• _Data_:
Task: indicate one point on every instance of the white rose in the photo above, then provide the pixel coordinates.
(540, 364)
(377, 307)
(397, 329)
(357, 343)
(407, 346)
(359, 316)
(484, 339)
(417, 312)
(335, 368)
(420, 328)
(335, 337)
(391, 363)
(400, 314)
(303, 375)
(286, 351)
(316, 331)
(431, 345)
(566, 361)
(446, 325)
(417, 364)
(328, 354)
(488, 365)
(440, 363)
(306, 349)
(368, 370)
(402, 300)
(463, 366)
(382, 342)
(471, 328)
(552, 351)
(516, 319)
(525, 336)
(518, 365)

• _Prompt_: Would you restate all of the material, word for word?

• _Reply to the exercise_:
Task: indicate one point on every instance of the white rose in the photo above, then provide the pixel coordinates.
(540, 364)
(377, 307)
(397, 329)
(357, 343)
(407, 346)
(359, 316)
(484, 339)
(417, 312)
(335, 368)
(420, 328)
(335, 337)
(391, 363)
(400, 314)
(303, 375)
(286, 351)
(316, 331)
(431, 345)
(566, 361)
(446, 325)
(417, 364)
(328, 354)
(488, 365)
(440, 363)
(306, 349)
(368, 370)
(402, 300)
(463, 366)
(382, 342)
(471, 328)
(552, 351)
(516, 319)
(525, 336)
(518, 365)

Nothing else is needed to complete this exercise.